- Direction
State how many lines in the entries below contain the string "stonecrop", giving only the number. Case counts.

[Items from a data source]
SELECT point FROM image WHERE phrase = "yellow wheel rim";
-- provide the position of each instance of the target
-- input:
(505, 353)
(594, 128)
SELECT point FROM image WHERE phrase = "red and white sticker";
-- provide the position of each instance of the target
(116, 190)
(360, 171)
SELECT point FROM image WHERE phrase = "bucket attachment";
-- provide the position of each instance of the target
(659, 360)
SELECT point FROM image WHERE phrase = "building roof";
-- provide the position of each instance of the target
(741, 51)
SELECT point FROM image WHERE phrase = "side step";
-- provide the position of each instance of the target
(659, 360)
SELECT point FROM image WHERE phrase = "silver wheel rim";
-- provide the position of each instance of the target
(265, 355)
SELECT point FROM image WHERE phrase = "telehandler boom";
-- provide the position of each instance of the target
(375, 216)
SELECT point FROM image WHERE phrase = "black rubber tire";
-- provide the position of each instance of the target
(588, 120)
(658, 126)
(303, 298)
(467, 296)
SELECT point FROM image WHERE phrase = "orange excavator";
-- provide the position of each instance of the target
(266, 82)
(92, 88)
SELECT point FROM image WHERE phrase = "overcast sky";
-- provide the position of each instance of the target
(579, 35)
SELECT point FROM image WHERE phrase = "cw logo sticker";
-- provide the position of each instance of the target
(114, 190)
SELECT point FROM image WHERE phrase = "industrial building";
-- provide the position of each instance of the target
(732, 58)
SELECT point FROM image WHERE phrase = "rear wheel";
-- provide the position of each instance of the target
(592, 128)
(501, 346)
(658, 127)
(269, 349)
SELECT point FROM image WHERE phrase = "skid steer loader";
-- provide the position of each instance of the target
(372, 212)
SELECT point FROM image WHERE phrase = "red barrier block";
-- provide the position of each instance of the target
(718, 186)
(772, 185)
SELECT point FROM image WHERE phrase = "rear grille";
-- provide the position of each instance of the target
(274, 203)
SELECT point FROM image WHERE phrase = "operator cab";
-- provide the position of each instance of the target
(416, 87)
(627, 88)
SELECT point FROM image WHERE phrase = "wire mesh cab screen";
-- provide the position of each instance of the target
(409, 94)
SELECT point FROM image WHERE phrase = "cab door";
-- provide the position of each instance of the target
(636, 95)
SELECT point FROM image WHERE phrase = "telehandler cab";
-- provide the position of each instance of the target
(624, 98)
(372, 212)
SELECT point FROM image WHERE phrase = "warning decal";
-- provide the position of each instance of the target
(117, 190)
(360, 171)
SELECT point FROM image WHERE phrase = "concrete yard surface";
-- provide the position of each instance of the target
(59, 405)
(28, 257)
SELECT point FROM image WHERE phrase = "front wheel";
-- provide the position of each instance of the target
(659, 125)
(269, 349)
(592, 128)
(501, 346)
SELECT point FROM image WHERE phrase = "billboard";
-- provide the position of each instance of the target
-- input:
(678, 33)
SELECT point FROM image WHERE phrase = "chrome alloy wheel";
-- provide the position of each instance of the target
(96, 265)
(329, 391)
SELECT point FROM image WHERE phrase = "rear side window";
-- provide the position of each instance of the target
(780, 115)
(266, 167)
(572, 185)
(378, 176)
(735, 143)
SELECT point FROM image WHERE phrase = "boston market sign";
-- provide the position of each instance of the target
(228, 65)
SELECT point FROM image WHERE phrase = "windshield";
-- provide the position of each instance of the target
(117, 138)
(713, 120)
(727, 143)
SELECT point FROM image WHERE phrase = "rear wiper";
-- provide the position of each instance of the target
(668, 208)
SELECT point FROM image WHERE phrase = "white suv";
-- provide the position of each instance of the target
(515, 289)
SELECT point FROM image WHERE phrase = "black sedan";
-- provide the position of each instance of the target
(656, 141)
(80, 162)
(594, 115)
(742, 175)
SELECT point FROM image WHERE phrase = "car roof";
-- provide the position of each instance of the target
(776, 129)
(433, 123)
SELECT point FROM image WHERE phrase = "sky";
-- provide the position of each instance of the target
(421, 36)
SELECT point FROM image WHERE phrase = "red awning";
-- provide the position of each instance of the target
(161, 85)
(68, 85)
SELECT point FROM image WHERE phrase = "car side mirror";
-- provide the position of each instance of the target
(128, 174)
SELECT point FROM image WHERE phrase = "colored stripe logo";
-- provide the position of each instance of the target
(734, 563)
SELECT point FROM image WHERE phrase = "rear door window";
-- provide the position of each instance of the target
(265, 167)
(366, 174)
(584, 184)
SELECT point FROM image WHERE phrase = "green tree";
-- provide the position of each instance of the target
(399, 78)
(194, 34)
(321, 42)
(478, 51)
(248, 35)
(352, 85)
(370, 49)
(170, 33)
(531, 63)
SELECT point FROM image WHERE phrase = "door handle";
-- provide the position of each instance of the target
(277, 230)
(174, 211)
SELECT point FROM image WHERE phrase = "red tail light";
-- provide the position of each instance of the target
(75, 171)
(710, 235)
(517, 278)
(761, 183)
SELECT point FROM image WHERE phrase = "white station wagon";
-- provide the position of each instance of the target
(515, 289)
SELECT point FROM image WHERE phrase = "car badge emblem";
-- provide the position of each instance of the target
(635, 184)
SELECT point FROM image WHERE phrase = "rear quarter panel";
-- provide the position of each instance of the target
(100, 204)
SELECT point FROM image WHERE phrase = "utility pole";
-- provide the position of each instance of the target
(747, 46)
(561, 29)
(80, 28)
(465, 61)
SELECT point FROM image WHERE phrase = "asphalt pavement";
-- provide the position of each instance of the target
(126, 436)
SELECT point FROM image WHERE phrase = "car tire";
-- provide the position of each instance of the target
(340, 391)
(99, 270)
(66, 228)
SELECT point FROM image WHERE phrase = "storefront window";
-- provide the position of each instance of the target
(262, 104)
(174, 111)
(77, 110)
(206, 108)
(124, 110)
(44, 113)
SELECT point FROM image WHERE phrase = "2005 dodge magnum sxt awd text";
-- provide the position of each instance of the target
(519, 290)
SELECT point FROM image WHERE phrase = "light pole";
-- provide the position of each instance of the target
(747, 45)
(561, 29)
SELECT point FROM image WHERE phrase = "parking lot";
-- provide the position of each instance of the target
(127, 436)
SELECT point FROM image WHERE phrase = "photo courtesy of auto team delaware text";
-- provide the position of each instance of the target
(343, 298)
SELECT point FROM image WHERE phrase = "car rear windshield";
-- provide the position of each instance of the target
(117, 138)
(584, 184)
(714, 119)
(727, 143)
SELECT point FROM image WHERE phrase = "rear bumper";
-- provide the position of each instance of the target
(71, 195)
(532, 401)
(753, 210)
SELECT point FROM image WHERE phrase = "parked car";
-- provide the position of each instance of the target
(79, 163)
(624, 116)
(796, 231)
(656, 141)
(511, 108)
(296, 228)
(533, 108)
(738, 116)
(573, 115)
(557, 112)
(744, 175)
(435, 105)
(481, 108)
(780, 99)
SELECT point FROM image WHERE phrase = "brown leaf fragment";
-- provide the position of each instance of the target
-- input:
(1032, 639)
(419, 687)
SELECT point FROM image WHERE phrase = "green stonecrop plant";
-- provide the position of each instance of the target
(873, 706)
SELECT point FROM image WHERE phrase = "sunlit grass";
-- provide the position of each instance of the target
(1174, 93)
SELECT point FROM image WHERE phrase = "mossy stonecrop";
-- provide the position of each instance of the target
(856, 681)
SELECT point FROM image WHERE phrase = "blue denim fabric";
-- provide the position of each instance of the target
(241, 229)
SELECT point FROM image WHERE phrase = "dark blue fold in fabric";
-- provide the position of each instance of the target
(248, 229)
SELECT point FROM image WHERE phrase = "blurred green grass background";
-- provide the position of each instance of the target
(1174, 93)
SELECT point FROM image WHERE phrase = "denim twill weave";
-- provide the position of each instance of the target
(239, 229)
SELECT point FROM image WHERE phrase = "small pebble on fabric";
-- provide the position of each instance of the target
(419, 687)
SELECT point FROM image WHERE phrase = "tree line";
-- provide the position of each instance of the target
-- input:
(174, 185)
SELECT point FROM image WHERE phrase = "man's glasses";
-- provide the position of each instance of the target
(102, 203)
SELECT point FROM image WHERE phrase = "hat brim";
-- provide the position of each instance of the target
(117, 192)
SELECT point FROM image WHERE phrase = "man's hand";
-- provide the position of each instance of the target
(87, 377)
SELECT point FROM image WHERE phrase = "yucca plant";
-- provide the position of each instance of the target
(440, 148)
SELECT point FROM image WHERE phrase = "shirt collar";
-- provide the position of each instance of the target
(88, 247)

- Result
2